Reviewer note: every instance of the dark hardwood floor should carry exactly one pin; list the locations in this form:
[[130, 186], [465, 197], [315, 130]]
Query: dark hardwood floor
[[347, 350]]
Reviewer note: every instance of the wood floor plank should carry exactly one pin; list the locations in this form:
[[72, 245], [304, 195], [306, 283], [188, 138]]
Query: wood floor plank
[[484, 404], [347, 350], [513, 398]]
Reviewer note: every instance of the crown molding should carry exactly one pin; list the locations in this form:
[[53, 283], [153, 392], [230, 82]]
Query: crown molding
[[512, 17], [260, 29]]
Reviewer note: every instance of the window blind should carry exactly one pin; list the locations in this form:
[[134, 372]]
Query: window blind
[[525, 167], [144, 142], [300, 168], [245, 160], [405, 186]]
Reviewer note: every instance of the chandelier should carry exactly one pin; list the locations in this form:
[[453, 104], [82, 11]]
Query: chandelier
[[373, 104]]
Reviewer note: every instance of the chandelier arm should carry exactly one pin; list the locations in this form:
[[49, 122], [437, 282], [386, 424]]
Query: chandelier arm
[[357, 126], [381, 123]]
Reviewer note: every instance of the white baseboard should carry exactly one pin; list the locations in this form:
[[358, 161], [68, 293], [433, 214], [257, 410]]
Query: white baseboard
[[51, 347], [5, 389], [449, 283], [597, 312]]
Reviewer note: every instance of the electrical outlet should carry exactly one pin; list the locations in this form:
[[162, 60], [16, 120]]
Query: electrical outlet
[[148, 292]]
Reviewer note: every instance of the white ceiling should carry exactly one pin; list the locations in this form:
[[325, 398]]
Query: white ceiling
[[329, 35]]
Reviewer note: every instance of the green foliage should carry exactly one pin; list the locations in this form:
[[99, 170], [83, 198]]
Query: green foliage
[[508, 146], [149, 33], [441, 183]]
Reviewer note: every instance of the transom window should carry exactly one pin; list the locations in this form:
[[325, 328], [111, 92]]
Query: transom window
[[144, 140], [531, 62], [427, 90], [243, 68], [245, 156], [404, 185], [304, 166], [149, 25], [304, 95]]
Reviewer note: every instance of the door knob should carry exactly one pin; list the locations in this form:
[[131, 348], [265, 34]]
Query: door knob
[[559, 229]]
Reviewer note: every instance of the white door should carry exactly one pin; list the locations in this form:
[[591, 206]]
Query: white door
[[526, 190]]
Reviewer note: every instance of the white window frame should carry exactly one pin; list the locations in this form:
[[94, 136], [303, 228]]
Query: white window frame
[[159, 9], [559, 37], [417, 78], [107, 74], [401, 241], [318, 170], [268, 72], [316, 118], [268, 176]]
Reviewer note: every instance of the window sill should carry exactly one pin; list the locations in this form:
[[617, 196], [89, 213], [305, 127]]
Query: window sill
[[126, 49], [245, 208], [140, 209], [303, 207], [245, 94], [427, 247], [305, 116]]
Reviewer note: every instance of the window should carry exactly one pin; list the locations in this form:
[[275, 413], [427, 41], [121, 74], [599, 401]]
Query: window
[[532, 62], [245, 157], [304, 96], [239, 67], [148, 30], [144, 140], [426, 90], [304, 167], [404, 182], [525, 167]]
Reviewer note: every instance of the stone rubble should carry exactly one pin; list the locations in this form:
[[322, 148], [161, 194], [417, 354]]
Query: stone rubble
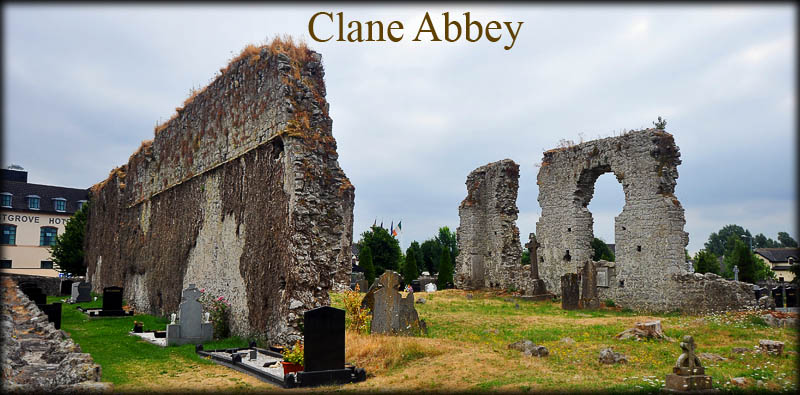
[[528, 348], [609, 356], [36, 356], [772, 347]]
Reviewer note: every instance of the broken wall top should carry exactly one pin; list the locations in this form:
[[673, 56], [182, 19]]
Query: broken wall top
[[245, 106]]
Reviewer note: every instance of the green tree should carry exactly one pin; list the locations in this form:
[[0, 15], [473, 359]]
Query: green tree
[[385, 249], [415, 249], [751, 268], [410, 272], [601, 251], [706, 262], [718, 242], [431, 252], [761, 241], [445, 277], [68, 252], [786, 240], [448, 239], [365, 262]]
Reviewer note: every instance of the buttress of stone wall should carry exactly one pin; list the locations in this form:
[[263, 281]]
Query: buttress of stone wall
[[240, 193], [649, 234], [488, 237]]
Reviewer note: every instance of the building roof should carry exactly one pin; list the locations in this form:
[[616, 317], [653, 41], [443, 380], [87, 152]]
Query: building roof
[[776, 255], [46, 193]]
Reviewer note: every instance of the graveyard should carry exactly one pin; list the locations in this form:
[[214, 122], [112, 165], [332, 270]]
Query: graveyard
[[467, 349]]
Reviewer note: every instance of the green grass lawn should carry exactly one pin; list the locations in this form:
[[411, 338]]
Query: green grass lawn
[[123, 357], [480, 329], [466, 350]]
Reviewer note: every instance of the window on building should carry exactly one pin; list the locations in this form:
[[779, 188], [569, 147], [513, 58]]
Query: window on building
[[6, 199], [33, 202], [47, 236], [9, 236], [60, 204]]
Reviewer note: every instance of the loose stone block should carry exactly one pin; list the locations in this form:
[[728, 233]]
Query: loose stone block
[[240, 191]]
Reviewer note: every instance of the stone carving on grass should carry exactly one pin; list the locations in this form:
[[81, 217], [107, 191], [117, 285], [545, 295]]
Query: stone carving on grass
[[529, 349], [688, 375], [644, 330], [772, 347], [610, 357], [392, 313]]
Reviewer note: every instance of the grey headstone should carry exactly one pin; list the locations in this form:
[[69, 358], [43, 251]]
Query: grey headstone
[[190, 327], [191, 313], [392, 313], [84, 292]]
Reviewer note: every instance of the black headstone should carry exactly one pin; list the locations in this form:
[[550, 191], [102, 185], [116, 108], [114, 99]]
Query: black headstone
[[570, 291], [66, 287], [112, 298], [323, 329], [53, 312]]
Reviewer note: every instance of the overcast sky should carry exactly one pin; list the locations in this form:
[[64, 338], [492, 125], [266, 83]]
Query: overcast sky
[[84, 85]]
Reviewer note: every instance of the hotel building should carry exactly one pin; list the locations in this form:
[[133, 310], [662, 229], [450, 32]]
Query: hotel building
[[31, 215]]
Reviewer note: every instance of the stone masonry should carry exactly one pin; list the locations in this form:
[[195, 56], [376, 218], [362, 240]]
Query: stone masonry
[[240, 193], [649, 273], [36, 357], [488, 237], [649, 270]]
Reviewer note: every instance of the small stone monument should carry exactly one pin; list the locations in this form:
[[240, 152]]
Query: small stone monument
[[589, 298], [688, 374], [190, 327], [391, 313], [81, 292]]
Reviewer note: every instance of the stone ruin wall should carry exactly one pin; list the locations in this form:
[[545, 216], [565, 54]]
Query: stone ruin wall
[[240, 193], [648, 274], [488, 237]]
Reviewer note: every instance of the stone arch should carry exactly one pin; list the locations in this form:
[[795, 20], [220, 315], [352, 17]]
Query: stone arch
[[649, 231]]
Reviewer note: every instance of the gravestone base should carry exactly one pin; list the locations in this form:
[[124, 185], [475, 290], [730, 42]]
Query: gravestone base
[[174, 335], [99, 312], [693, 384], [350, 374], [535, 298]]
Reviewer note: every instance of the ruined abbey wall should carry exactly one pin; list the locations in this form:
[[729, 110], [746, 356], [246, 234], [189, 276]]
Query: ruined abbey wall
[[649, 270], [240, 193], [488, 237]]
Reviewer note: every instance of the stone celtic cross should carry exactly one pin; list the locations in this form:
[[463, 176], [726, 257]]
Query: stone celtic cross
[[688, 363]]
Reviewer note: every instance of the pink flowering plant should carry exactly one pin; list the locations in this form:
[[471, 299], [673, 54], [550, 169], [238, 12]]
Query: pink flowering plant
[[219, 310]]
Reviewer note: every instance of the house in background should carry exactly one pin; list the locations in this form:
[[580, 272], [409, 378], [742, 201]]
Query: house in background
[[780, 260], [31, 215]]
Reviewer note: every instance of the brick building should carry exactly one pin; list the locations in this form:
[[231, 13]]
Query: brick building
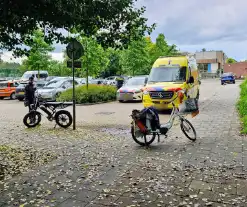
==============================
REQUIRED WORK:
Give the data back exactly, omitting all pictures.

RESPONSE AREA:
Reviewer note: every instance of the dark hardwood floor should carry exactly one pin; list the locations in this form:
[[130, 186], [465, 197], [315, 130]]
Query: dark hardwood floor
[[347, 350]]
Reviewer note: every instance of the wood floor plank should carry exactly one pin; list the locations in this form:
[[72, 245], [304, 195], [306, 283], [188, 138]]
Query: wood floor plank
[[484, 404], [347, 350], [513, 398]]
Reviewer note: every instance of the crown molding should carry exactly one pin; list the locations in this form:
[[53, 283], [153, 392], [230, 82]]
Query: crown molding
[[512, 17], [260, 29]]
Reviewer note: every instance of the window blind should carry exactly one pin; list the locations in this form:
[[134, 372]]
Query: window blind
[[525, 167], [144, 142], [300, 168], [245, 160], [405, 186]]
Reviewer note: every instance of the chandelier should carry exactly one pin; list the locations in this form:
[[453, 104], [82, 11]]
Query: chandelier
[[373, 104]]
Reviewer note: every instance of the chandelier arm should carry exactly one pin; list the locations in this form:
[[49, 122], [437, 282], [386, 424]]
Query: chandelier arm
[[357, 126], [381, 123]]
Reviewer note: every instance of the white baseboard should carry exactly one pin; list the locations in this form:
[[358, 161], [68, 293], [433, 214], [257, 410]]
Query: white baseboard
[[51, 347], [5, 389], [449, 283], [597, 312]]
Reviewer note: every instance of the electrical outlet should carry exactly one pin; list the locations in this form:
[[162, 60], [16, 120]]
Query: electrical outlet
[[148, 292]]
Reviewer note: every instance of the white ceiling should carry exactly one pin; list the locations in this form:
[[325, 398]]
Query: white ceiling
[[329, 35]]
Reviewer note: every instance of the green foliage should carry exactly one pin; list the locations in this form:
[[99, 170], [83, 198]]
Query: green foliage
[[508, 146], [149, 33], [441, 183]]
Reviewer note: every instance of the transom window should carry exactly one pin; list the locations in this form:
[[325, 328], [111, 92]]
Query: transom window
[[144, 140], [531, 62], [427, 90], [243, 68], [245, 156], [404, 185], [304, 166], [149, 25], [304, 95]]
Reviewer note: every instance of the door knob should carry exactly one pin; list the locations in this form:
[[131, 348], [265, 34]]
Query: door knob
[[559, 229]]
Reviewer note: every instance of the white door should carry exactly one pin; list the locations in this form:
[[591, 206]]
Query: white door
[[526, 190]]
Reviewer note: every instance of the white window frame should carry exactly one pin; list the locations in this form:
[[94, 136], [303, 228]]
Query: white window frame
[[159, 9], [559, 37], [417, 78], [107, 74], [401, 241], [318, 170], [268, 72], [316, 118], [268, 176]]
Reviewer note: every instance of the window sill should carry exactly one pin; list the locations in this form:
[[617, 196], [89, 213], [305, 127]]
Query: window sill
[[126, 49], [245, 208], [140, 209], [303, 207], [245, 94], [427, 247], [305, 116]]
Reviewer note: every instance of the window should carry exactly one pin; list the locations in this form:
[[275, 413], [427, 41], [121, 74], [599, 401]]
Query: window
[[532, 62], [245, 157], [304, 96], [239, 67], [148, 30], [144, 140], [426, 90], [304, 167], [404, 182], [525, 167]]
Reviewer note: every instance of the stone rubble should carry exactly one pin; list the locations in this form:
[[322, 148], [161, 194], [417, 354]]
Query: stone rubble
[[528, 348], [609, 356], [36, 356], [772, 347]]
Reviewer note: every instance of the broken wall top should carry exactly one pin; list the locations in this form:
[[673, 56], [182, 19]]
Query: broken wall top
[[245, 106]]
Reviewer note: every instance of the green tree should carry exactly one pin; list the locations in this form:
[[0, 15], [473, 359]]
Query: green tree
[[385, 249], [415, 249], [751, 268], [410, 272], [601, 251], [706, 262], [718, 242], [431, 252], [761, 241], [445, 277], [68, 252], [786, 240], [448, 239], [365, 262]]
Reviewer note: every instance of the buttress of stone wall should carry exactly one pin; list the locations in this form:
[[263, 281]]
Query: buttress of stone wall
[[240, 193], [649, 234], [488, 237]]
Reviewer note: every instance of the building roof should carry exactly one pin; list the locations in this form:
[[616, 317], [653, 41], [443, 380], [87, 152]]
Query: building roof
[[776, 255], [46, 193]]
Reviewer note: every instance of the graveyard should carry exactly one pin; list the locations in this form:
[[214, 122], [112, 165], [332, 270]]
Query: graveyard
[[467, 349]]
Reviewer note: every instance of the green grass lawn should carry exactly one pin; list the locations in this form:
[[411, 338]]
Query: green grass lawn
[[123, 357], [480, 329], [466, 350]]
Reviewer note: every instance of the window on building should carry exactly one pin; list the locations in this form:
[[779, 188], [569, 147], [513, 58]]
Query: window on building
[[6, 199], [33, 202], [47, 236], [9, 236], [60, 204]]
Reviewer note: every instance of the loose stone block should carry exactly one pin; list the locations in this form:
[[728, 233]]
Query: loose stone block
[[240, 191]]
Reviewer note: every instance of the stone carving on grass should carry exactly one pin; list the locations in this form:
[[81, 217], [107, 191], [117, 285], [545, 295]]
Query: stone carving on grass
[[529, 349], [688, 375], [644, 330], [772, 347], [610, 357], [392, 313]]
Reviewer note: every instance of the grey headstone should carry exactly one pin; list the locations in this form:
[[69, 358], [43, 251]]
Query: grey headstone
[[190, 327], [191, 313], [392, 313], [84, 292]]
Reviewer note: every instance of the black headstone should carry exactly one pin; list the locations in this form:
[[550, 191], [102, 185], [116, 108], [114, 99]]
Query: black headstone
[[570, 291], [66, 287], [112, 298], [323, 329], [53, 312]]
Reviewer note: every instance of the overcast sky should carry exactly one pin; list the locations in this form:
[[64, 338], [492, 125], [266, 83]]
Query: overcast sky
[[84, 85]]
Reviewer note: every instance of the hotel building should carry exactly one pin; list the locations in this form:
[[133, 310], [662, 229], [450, 32]]
Query: hotel building
[[31, 215]]
Reviewer note: every instance of the stone masonry should carry exactly one pin; list the locations in this form:
[[195, 56], [376, 218], [362, 240]]
Query: stone masonry
[[240, 193], [649, 273], [36, 357], [488, 237], [649, 270]]
Reviewer note: every instance of the small stone monument should carry exactly one pin; list the locations in this form:
[[240, 152]]
Query: small stone monument
[[589, 298], [688, 374], [190, 327], [391, 313], [81, 292]]
Reviewer note: every instance of the stone ruin wall should carry exactly one pin; list the locations in this form:
[[545, 216], [565, 54]]
Query: stone ruin wall
[[240, 193], [648, 274], [488, 237]]
Reviewer note: every instance of the stone arch should carry exactly one pin; list the locations in this form:
[[795, 20], [220, 315], [352, 17]]
Query: stone arch
[[649, 231]]
Reviewer note: every instance of the gravestone base should carry exactly one pin; list the locations in this form:
[[124, 185], [475, 290], [730, 42]]
Query: gravestone base
[[174, 335], [99, 312], [693, 384], [350, 374], [535, 298]]
Reviewer note: every instance of the ruined abbey wall should carry exactly one pin; list the locations in this form:
[[729, 110], [746, 356], [246, 234], [189, 276]]
Query: ruined abbey wall
[[649, 270], [240, 193], [488, 237]]
Reviewer note: every instance of the stone celtic cross should carry exactly one pin; list the locations in this form:
[[463, 176], [726, 257]]
Query: stone celtic cross
[[688, 363]]
Reviewer note: every instance of the pink flowering plant should carry exactly one pin; list the locations in this form:
[[471, 299], [673, 54], [550, 169], [238, 12]]
Query: pink flowering plant
[[219, 310]]
Reviewer note: every instance of the house in background should carry exactly one pin; list the locations in this form:
[[580, 272], [409, 378], [742, 201]]
Query: house in background
[[780, 260], [31, 215]]
Reviewer note: every instance of the brick building should carry exactly one pin; list the locations in this form:
[[231, 13]]
Query: brick building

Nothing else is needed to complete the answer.